begin Information given

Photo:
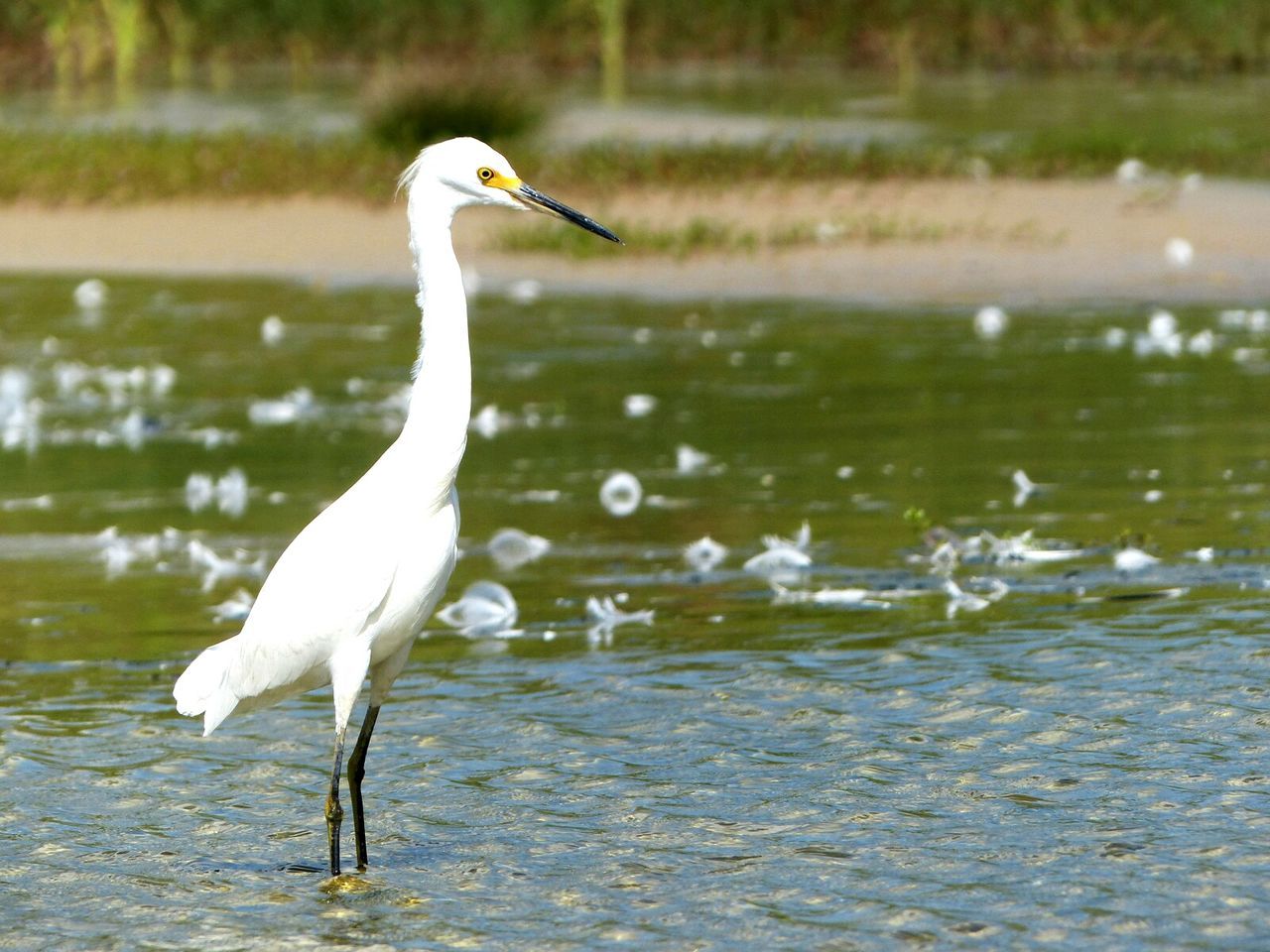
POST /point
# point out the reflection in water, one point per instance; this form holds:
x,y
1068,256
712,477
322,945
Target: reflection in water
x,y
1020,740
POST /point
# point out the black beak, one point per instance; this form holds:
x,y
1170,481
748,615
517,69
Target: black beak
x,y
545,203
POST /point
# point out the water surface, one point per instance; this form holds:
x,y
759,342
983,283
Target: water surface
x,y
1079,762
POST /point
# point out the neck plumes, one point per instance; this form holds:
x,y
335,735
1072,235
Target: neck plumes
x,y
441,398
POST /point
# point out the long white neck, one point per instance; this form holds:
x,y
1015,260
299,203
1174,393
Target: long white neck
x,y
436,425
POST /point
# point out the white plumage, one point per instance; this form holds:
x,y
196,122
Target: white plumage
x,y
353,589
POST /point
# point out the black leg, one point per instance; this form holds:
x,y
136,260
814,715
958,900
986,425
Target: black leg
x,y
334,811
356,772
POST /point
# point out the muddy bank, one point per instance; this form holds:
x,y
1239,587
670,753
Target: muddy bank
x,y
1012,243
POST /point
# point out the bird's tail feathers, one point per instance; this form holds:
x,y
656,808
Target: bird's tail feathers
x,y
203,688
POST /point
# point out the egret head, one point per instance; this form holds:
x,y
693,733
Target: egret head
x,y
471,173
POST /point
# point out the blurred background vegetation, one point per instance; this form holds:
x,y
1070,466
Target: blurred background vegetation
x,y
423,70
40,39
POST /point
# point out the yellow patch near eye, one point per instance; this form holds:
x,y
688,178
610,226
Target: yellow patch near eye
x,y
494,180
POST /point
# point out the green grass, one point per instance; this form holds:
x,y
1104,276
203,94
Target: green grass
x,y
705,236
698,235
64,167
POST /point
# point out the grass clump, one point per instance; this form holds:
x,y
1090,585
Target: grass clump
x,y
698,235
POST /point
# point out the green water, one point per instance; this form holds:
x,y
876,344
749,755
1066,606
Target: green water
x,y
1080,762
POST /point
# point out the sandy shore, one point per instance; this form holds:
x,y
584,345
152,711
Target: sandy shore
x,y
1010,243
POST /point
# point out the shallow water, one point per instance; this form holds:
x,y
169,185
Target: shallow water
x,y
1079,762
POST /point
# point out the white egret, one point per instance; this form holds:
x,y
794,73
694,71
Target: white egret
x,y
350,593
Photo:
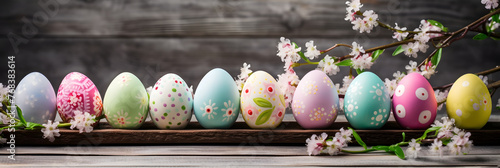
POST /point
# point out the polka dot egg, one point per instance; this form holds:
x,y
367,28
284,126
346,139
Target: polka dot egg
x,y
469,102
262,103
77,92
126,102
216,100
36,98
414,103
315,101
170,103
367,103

end Information given
begin Information given

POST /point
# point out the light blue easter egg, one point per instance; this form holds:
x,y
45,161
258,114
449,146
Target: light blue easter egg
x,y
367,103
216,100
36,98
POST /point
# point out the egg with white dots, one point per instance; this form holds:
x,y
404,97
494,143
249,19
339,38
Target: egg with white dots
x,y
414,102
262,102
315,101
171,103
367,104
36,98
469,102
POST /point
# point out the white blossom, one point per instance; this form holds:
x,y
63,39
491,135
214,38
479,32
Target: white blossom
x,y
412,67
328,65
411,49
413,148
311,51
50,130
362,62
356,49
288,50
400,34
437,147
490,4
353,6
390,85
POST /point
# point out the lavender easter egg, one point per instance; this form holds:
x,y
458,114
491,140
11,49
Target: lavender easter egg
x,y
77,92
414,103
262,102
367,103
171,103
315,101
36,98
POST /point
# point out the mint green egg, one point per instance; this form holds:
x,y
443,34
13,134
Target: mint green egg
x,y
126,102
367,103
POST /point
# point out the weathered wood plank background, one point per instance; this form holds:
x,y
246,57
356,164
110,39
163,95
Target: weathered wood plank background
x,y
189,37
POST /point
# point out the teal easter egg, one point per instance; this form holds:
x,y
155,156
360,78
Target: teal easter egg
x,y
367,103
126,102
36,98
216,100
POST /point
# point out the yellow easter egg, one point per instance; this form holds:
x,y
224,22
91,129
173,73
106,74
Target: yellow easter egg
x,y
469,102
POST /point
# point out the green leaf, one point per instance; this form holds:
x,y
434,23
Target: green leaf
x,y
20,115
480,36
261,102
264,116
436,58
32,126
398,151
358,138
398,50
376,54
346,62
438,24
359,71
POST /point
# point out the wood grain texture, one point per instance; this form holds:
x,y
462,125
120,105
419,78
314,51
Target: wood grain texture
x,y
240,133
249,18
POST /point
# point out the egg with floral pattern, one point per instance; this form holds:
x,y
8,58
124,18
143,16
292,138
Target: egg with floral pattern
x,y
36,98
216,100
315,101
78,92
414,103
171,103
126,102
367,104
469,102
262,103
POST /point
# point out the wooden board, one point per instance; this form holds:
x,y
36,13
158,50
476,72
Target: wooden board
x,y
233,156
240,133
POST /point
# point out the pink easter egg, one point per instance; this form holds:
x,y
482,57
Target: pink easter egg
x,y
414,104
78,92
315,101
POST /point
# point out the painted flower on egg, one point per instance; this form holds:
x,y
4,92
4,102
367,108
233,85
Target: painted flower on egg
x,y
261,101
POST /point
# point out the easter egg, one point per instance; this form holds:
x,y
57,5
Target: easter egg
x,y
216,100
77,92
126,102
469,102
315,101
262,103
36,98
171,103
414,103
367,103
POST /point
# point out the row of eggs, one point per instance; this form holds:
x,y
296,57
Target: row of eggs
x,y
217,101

end Information given

> _Exercise objective_
How many lines in the records above contain the string "dots"? Reply with the number only.

> _Output_
2